* Start *
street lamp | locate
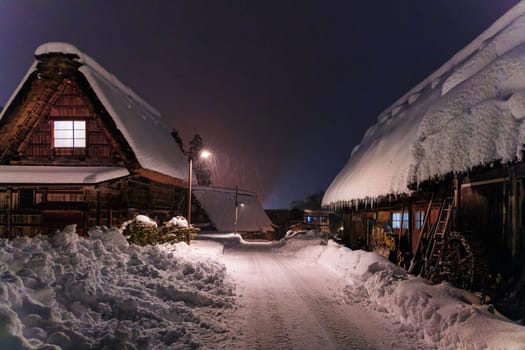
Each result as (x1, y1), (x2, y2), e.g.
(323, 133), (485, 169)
(186, 150), (211, 227)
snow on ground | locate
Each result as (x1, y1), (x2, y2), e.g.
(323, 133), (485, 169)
(277, 235), (525, 349)
(0, 227), (525, 350)
(0, 226), (234, 349)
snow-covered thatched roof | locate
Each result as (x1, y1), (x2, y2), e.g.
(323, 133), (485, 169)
(0, 42), (188, 180)
(323, 1), (525, 205)
(193, 187), (274, 232)
(0, 165), (129, 185)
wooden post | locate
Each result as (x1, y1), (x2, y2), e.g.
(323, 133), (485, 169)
(7, 188), (14, 238)
(509, 168), (521, 263)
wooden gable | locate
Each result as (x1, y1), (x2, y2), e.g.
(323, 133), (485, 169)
(0, 56), (139, 169)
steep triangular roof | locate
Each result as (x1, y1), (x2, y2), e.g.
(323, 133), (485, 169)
(193, 187), (274, 232)
(0, 43), (188, 180)
(323, 1), (525, 205)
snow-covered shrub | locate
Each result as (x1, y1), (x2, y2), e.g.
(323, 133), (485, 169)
(161, 216), (199, 243)
(121, 215), (199, 246)
(123, 221), (163, 246)
(165, 216), (189, 227)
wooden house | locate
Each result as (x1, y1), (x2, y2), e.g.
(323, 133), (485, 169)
(323, 2), (525, 292)
(0, 43), (188, 236)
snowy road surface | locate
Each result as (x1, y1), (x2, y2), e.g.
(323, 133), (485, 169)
(199, 235), (428, 350)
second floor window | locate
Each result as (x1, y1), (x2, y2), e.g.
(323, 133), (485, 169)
(53, 120), (86, 148)
(391, 212), (408, 228)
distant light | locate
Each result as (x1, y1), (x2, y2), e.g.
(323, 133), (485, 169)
(200, 150), (211, 159)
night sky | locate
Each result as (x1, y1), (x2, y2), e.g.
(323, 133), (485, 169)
(0, 0), (518, 208)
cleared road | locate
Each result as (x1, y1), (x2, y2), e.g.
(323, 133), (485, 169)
(207, 242), (428, 350)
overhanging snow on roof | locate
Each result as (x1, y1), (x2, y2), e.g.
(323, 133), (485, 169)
(193, 187), (274, 232)
(0, 165), (129, 185)
(323, 2), (525, 205)
(0, 42), (188, 180)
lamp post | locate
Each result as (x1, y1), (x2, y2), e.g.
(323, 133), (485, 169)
(186, 150), (211, 227)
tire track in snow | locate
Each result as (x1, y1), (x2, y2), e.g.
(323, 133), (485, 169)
(219, 243), (432, 350)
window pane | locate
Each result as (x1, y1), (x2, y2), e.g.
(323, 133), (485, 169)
(55, 121), (73, 130)
(73, 120), (86, 130)
(55, 130), (73, 139)
(54, 120), (86, 148)
(55, 139), (73, 147)
(74, 139), (86, 147)
(74, 129), (86, 139)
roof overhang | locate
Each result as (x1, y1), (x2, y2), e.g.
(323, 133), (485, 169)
(0, 165), (129, 185)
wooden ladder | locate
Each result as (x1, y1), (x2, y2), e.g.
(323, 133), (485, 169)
(408, 193), (434, 273)
(424, 194), (454, 277)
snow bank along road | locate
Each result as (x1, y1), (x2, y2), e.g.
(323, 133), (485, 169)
(196, 237), (429, 349)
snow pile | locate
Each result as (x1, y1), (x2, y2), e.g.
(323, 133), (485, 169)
(323, 2), (525, 205)
(283, 241), (525, 349)
(0, 225), (233, 349)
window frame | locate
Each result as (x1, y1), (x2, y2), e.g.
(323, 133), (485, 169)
(414, 210), (425, 230)
(390, 211), (409, 230)
(52, 119), (87, 149)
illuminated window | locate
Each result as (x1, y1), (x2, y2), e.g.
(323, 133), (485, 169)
(391, 212), (408, 228)
(54, 120), (86, 148)
(415, 210), (425, 230)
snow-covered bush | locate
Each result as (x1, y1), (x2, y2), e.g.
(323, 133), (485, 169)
(121, 215), (199, 246)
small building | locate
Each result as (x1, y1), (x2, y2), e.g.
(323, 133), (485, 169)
(192, 187), (274, 240)
(323, 2), (525, 287)
(303, 209), (333, 233)
(0, 43), (188, 236)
* End *
**The problem**
Reproduce every row above verbatim, omitting the pictures from your output.

**Response to this task**
street lamp | locate
Each result as (x1, y1), (x2, y2), e.g.
(323, 133), (485, 169)
(186, 150), (211, 227)
snow on ground | locate
Each result as (x1, y1), (x2, y2), e.g.
(323, 133), (485, 169)
(277, 235), (525, 349)
(0, 227), (525, 350)
(0, 226), (234, 349)
snow-covered thatched roof | locate
Each result as (x1, y1), (x2, y2), e.g.
(323, 133), (485, 169)
(0, 42), (188, 180)
(323, 1), (525, 205)
(193, 187), (274, 232)
(0, 165), (129, 185)
wooden post | locate
Each result as (x1, y1), (x2, y2), e.g.
(323, 133), (485, 169)
(7, 188), (14, 238)
(509, 168), (521, 263)
wooden gable | locate
Each result as (x1, y1), (x2, y2), e.g.
(323, 133), (485, 169)
(0, 56), (139, 169)
steep triangular roof | locate
Each result as (x1, y1), (x2, y2), e.g.
(323, 133), (485, 169)
(193, 187), (274, 232)
(0, 43), (188, 180)
(323, 1), (525, 205)
snow-covered shrub | locate
Each result as (x1, y1), (x2, y2), e.g.
(323, 133), (485, 169)
(161, 216), (199, 243)
(121, 215), (199, 246)
(123, 221), (163, 246)
(165, 216), (189, 227)
wooden house | locate
Each result as (x1, y1), (x2, y2), e.g.
(323, 133), (485, 169)
(323, 2), (525, 292)
(0, 43), (188, 236)
snowy road surface | locate
Each result as (x1, y1), (x2, y2), e.g.
(323, 133), (485, 169)
(199, 235), (428, 350)
second floor window | locate
Each result as (x1, y1), (x2, y2), e.g.
(323, 133), (485, 169)
(53, 120), (86, 148)
(391, 212), (408, 228)
distant light | locate
Each result as (x1, y1), (x2, y2), e.g.
(323, 133), (485, 169)
(200, 150), (211, 159)
night sky | locate
Each result as (x1, y1), (x2, y2), e.g.
(323, 133), (485, 169)
(0, 0), (518, 208)
cleared road | locate
Each result as (x1, y1), (x2, y2), e.g.
(323, 133), (485, 169)
(207, 242), (428, 350)
overhanging snow on roof | locate
Each result as (x1, y1), (x2, y2), e.g.
(323, 133), (485, 169)
(193, 187), (274, 232)
(0, 165), (129, 185)
(323, 2), (525, 205)
(0, 42), (188, 180)
lamp post | locate
Each result as (x1, y1), (x2, y2), e.g.
(323, 133), (485, 169)
(186, 150), (211, 227)
tire track in snow | locate
Each result as (x1, y1), (x2, y2), e.g.
(323, 133), (485, 169)
(219, 243), (432, 350)
window pane | locate
Each result as (x1, y1), (x2, y2), e.g.
(323, 133), (485, 169)
(55, 121), (73, 130)
(73, 120), (86, 130)
(55, 130), (73, 139)
(54, 120), (86, 148)
(55, 139), (73, 147)
(74, 139), (86, 147)
(74, 129), (86, 139)
roof overhang | locate
Each result as (x1, y1), (x2, y2), e.g.
(323, 133), (485, 169)
(0, 165), (129, 185)
wooden ladder | locate
Each result as (x1, y1), (x2, y2), e.g.
(323, 133), (485, 169)
(408, 193), (434, 273)
(424, 194), (454, 277)
snow bank along road | locate
Each result as (x1, y1), (x2, y2), e.g.
(323, 133), (485, 169)
(196, 237), (429, 349)
snow pile | locate
Each result as (x1, y1), (x2, y2), e.g.
(323, 133), (485, 169)
(323, 2), (525, 205)
(283, 241), (525, 349)
(0, 225), (233, 349)
window frame | locate
Each result as (x1, y1), (x2, y2), e.g.
(323, 133), (485, 169)
(414, 210), (425, 230)
(390, 211), (409, 230)
(52, 119), (87, 149)
illuminated window | locate
Each result as (x1, y1), (x2, y2), e.g.
(323, 133), (485, 169)
(391, 212), (408, 228)
(54, 120), (86, 148)
(415, 210), (425, 230)
snow-covered bush | locate
Each result as (x1, y1), (x2, y2), e.g.
(323, 133), (485, 169)
(121, 215), (199, 246)
small building | locate
Each result as (x1, y1), (x2, y2), e.g.
(323, 133), (485, 169)
(192, 187), (274, 240)
(323, 2), (525, 287)
(303, 209), (333, 233)
(0, 43), (188, 236)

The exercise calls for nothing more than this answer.